======== Tekstfragment ========

Van een weigering van de heer F. om de aangifte in behandeling te nemen is niet gebleken.
Voorts heeft verzoeker de verklaring die hij op 26 september 2002 op schrift heeft gesteld, niet aan de politie doen toekomen. Nu verzoeker deze verklaring, tot het moment dat hij zich tot de Nationale ombudsman wendde, niet aan de politie heeft toegestuurd, mist zijn klacht dat de politie deze aangifte niet in behandeling heeft willen nemen, feitelijke grondslag.
Al met al is de onderzochte gedraging op dit punt behoorlijk.

======== Ruwe gegevens ========

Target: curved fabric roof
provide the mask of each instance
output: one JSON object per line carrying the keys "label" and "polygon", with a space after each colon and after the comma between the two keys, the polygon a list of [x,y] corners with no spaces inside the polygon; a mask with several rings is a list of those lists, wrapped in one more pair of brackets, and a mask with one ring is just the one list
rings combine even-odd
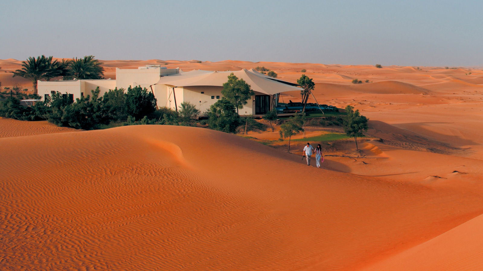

========

Opdracht: Schrijf een deel van het tekstfragment letterlijk over: begin bij de woorden "Voorts heeft verzoeker" en stop na de woorden "nemen, feitelijke grondslag.". De gegevens hebben niets met het tekstfragment te maken.

Uitkomst oefening:
Voorts heeft verzoeker de verklaring die hij op 26 september 2002 op schrift heeft gesteld, niet aan de politie doen toekomen. Nu verzoeker deze verklaring, tot het moment dat hij zich tot de Nationale ombudsman wendde, niet aan de politie heeft toegestuurd, mist zijn klacht dat de politie deze aangifte niet in behandeling heeft willen nemen, feitelijke grondslag.